*EXERCISE PROMPT*: Give again every line from the one with "Target: overcast sky" through the last line of the data, exactly, and leave out the lines before it.
--------------------
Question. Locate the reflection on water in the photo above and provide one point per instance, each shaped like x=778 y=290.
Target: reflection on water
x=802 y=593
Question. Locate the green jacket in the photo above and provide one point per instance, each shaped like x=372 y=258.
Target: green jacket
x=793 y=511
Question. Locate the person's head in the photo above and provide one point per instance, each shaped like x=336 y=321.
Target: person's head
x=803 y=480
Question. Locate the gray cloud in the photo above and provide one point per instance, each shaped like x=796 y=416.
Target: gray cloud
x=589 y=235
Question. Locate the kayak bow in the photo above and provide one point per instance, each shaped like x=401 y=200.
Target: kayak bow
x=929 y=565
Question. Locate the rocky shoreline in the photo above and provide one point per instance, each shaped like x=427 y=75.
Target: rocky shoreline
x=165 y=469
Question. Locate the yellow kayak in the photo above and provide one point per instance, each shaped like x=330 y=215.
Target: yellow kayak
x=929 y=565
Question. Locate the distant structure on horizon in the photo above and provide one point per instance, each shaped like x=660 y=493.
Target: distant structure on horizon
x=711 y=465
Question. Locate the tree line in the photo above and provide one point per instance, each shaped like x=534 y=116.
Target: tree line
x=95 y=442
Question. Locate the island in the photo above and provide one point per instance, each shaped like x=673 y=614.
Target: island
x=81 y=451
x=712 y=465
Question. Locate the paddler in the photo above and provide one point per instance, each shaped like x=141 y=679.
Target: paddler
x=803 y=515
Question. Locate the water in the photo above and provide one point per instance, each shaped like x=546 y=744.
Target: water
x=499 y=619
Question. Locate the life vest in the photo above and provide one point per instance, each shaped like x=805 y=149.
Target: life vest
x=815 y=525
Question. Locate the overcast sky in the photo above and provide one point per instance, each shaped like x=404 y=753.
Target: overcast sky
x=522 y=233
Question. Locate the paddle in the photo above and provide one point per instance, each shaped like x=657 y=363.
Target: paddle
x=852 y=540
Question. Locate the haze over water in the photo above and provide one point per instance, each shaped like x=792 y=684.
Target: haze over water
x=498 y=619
--------------------
*TASK OUTPUT*:
Target: overcast sky
x=522 y=233
Question. Locate the paddle in the photo above and provide one point per instance, each shaped like x=657 y=363.
Target: paddle
x=852 y=540
Question. Locate the haze over water in the photo above and provide one point per instance, each shaped like x=792 y=684.
Target: haze over water
x=498 y=619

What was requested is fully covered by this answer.